| Provided data |
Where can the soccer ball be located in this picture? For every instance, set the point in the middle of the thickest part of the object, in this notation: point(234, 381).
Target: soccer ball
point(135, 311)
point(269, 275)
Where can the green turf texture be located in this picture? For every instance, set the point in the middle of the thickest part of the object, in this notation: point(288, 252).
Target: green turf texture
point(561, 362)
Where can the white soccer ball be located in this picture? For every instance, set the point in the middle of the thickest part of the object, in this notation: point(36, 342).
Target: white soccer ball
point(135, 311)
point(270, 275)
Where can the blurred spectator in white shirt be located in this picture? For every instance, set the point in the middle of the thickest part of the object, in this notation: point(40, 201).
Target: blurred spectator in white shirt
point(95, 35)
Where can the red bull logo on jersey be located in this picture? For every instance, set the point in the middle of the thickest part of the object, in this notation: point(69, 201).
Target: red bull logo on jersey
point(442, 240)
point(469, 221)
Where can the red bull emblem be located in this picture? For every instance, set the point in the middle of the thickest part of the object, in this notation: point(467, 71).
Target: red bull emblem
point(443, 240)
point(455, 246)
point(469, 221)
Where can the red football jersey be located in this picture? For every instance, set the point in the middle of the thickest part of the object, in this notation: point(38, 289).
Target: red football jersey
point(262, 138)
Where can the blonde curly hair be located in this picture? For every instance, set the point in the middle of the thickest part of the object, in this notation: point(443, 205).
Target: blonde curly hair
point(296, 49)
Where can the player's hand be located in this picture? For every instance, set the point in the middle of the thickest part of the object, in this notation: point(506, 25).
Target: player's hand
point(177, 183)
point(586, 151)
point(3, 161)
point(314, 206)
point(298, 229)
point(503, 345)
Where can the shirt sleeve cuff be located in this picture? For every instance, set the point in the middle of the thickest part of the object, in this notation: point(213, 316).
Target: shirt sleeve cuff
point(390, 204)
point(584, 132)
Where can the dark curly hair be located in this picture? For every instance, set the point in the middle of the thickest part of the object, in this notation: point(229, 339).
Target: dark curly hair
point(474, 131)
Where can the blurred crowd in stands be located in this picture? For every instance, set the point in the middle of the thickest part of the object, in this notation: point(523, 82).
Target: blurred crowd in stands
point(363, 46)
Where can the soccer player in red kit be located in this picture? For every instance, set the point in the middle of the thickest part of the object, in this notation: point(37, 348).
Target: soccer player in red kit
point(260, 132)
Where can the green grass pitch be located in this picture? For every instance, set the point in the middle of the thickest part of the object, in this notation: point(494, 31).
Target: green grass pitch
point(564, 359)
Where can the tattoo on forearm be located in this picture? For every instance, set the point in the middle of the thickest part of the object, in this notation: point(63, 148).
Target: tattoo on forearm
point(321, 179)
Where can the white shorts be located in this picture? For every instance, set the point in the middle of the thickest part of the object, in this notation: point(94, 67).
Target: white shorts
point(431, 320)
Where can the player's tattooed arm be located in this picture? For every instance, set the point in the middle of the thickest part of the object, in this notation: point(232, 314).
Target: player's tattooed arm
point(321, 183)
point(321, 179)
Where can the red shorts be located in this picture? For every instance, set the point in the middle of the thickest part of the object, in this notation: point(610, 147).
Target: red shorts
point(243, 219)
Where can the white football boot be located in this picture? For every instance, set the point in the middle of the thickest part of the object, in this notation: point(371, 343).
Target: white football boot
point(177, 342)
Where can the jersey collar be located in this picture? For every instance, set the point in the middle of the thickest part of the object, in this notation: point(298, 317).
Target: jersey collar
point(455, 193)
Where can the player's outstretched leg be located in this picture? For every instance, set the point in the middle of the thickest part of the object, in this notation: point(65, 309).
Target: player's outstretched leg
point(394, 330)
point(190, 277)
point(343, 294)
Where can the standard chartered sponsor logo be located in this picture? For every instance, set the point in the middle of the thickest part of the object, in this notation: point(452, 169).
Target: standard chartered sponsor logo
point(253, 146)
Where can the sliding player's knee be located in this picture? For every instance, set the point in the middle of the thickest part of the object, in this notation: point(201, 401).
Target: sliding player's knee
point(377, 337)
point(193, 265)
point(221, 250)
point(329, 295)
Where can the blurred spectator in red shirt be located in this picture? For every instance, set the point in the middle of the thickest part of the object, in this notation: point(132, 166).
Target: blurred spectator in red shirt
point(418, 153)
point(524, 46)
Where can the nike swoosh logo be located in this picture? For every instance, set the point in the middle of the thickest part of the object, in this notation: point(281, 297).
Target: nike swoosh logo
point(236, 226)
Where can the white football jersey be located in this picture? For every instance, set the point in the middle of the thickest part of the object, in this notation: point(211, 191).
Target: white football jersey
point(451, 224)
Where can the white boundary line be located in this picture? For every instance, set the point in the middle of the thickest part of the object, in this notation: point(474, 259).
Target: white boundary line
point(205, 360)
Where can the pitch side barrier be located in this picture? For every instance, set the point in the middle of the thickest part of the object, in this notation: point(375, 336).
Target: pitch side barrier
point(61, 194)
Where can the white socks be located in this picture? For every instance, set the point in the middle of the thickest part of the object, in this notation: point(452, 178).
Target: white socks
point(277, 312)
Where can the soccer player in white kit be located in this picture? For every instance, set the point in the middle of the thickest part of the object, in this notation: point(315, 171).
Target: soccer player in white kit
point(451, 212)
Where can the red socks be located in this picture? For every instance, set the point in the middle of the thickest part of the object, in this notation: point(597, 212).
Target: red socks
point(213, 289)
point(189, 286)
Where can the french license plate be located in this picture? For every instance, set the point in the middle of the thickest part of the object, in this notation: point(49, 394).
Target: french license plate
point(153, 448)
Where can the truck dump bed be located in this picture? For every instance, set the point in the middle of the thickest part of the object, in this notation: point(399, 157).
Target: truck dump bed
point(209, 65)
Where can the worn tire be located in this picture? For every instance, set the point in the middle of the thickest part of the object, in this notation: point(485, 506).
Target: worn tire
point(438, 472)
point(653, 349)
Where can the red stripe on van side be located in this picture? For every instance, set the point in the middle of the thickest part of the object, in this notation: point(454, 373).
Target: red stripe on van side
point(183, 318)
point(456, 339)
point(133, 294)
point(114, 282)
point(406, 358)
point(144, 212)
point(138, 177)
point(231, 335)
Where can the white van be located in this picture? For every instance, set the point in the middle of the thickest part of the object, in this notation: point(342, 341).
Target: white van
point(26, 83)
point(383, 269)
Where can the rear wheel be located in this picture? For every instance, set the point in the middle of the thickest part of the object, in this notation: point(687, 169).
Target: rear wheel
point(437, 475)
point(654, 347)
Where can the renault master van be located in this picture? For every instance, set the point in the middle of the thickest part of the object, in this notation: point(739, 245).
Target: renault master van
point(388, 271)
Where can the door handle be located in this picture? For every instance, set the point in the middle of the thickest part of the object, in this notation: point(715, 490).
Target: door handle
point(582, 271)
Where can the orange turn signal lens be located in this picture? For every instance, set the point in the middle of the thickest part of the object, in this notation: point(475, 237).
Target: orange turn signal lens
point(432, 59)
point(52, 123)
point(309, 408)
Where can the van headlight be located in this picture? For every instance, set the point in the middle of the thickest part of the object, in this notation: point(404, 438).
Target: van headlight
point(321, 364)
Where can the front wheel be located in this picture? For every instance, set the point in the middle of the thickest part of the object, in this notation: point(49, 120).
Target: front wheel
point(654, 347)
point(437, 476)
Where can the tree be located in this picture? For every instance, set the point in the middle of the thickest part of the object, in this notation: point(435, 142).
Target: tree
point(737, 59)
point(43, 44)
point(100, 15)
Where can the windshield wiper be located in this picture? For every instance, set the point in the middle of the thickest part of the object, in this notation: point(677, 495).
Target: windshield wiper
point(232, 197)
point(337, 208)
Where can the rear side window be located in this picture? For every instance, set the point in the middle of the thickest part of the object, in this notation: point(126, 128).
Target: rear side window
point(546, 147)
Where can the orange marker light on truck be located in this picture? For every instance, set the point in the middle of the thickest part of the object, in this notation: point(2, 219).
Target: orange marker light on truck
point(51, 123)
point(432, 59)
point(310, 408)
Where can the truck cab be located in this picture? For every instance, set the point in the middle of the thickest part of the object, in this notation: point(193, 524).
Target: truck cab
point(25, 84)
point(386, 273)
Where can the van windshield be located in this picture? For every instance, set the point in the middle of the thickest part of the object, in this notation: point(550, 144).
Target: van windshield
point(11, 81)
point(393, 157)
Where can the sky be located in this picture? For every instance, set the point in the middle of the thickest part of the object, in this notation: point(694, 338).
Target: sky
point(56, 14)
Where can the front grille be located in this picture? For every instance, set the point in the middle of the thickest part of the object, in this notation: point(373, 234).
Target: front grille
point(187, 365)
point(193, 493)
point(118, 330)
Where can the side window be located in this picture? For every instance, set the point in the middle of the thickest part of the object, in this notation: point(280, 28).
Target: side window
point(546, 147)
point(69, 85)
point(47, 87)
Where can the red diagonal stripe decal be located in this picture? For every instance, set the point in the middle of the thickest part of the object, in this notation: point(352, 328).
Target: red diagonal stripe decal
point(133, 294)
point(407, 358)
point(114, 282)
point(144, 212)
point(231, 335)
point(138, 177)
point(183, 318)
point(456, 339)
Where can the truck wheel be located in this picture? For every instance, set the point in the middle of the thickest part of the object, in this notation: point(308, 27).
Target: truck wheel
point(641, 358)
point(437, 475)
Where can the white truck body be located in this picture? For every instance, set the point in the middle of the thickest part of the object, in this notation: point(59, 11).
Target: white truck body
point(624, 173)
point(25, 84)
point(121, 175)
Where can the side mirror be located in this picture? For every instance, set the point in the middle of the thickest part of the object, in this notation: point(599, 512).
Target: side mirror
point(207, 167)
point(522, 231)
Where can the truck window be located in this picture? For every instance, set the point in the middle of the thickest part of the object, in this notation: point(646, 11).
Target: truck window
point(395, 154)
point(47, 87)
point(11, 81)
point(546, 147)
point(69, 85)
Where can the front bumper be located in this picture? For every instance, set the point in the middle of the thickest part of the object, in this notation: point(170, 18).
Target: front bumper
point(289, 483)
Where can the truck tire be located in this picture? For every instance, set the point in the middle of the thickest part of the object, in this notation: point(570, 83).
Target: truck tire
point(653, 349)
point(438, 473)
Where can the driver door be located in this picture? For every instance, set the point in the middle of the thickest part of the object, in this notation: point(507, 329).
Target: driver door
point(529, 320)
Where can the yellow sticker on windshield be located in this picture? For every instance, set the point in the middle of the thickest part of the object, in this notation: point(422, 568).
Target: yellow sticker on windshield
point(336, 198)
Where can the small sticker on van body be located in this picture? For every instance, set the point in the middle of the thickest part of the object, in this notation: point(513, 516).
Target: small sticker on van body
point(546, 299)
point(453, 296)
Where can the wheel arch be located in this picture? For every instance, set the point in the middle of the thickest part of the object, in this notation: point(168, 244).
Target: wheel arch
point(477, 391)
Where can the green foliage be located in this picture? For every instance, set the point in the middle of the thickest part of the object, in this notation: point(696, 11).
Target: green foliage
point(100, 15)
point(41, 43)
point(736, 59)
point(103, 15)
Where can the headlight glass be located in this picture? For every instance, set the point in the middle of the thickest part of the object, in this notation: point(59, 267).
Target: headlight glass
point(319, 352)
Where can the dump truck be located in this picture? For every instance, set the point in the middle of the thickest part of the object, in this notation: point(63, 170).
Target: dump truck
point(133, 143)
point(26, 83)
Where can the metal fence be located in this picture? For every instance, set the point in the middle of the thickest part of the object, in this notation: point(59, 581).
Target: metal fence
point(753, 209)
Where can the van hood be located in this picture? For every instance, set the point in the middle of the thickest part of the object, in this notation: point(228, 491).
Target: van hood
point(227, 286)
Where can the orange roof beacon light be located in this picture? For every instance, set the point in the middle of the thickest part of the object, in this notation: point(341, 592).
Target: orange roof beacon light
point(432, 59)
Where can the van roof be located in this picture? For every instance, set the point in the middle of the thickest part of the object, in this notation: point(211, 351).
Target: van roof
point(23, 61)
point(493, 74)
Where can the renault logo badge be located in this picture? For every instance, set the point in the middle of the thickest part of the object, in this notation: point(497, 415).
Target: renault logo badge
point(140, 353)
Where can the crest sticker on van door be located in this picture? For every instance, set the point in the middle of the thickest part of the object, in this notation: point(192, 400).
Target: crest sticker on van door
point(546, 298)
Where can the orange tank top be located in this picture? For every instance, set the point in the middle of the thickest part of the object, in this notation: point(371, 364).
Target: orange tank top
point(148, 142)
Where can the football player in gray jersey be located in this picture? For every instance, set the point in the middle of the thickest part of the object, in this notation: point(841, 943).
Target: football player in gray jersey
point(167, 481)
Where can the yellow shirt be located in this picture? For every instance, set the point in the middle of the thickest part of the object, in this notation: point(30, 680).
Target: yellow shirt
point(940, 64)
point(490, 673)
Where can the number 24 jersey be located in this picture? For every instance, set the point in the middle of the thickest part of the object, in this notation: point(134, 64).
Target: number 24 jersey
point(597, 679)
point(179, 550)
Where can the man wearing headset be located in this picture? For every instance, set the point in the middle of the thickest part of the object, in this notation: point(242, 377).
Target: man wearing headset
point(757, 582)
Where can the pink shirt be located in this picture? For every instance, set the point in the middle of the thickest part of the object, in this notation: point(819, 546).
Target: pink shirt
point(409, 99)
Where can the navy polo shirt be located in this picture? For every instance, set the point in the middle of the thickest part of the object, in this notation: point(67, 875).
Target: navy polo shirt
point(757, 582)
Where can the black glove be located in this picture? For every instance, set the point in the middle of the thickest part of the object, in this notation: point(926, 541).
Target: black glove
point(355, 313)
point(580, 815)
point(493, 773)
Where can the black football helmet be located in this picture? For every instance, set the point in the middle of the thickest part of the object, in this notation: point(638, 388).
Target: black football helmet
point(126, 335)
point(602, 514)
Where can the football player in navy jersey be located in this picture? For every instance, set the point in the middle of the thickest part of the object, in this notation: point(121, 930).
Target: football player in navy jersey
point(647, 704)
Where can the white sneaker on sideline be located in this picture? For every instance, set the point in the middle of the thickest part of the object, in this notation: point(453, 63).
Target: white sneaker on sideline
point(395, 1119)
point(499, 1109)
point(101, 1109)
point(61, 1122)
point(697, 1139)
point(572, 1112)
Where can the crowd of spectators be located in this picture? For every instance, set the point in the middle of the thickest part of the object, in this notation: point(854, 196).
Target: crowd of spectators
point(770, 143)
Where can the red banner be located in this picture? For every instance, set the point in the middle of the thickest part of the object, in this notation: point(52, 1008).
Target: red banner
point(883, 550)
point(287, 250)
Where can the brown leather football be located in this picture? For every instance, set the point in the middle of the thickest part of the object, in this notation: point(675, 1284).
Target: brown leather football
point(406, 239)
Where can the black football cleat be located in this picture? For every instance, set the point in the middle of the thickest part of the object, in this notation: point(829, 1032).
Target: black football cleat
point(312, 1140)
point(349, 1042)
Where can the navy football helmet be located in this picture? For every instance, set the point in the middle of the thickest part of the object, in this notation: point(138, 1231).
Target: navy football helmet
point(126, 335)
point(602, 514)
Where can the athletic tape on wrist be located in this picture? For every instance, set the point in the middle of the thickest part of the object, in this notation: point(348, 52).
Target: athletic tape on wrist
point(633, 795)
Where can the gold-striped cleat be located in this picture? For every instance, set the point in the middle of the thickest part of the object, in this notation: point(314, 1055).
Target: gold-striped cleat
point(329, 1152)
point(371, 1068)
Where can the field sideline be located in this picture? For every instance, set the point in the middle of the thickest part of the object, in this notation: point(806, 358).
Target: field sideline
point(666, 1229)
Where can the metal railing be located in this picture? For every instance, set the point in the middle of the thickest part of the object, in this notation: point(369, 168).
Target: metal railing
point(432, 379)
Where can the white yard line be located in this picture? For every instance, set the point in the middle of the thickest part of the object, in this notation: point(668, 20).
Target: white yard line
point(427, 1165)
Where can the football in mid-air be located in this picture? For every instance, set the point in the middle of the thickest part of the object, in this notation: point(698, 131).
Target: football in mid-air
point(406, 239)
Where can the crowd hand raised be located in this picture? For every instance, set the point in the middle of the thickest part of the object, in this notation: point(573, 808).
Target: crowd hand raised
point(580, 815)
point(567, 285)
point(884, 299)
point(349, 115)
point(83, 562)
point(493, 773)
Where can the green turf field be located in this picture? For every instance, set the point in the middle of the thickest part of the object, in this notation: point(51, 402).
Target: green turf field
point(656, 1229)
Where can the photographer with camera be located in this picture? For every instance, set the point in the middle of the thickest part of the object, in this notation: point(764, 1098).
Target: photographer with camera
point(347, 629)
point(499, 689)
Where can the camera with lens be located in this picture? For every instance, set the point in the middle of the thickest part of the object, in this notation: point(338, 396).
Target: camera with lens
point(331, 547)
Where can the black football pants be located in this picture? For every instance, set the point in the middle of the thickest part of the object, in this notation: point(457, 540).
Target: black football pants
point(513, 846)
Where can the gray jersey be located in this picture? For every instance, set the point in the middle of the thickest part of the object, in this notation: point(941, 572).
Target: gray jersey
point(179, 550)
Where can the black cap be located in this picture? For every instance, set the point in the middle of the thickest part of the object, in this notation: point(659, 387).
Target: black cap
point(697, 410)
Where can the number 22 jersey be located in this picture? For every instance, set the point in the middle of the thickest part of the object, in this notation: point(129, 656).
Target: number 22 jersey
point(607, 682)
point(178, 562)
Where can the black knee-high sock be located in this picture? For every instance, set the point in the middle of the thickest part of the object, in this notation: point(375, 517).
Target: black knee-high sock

| Aim |
Reproduce the records from the beginning through the line containing "point(269, 275)", requests included. Shift every coordinate in the answer points up by 17, and leave the coordinates in the requests and their notation samples unchanged.

| Task solution |
Where can the soccer ball be located in this picture? For every instance, set the point in the middle of the thickest part of the object, in this notation: point(234, 381).
Target: soccer ball
point(152, 328)
point(286, 292)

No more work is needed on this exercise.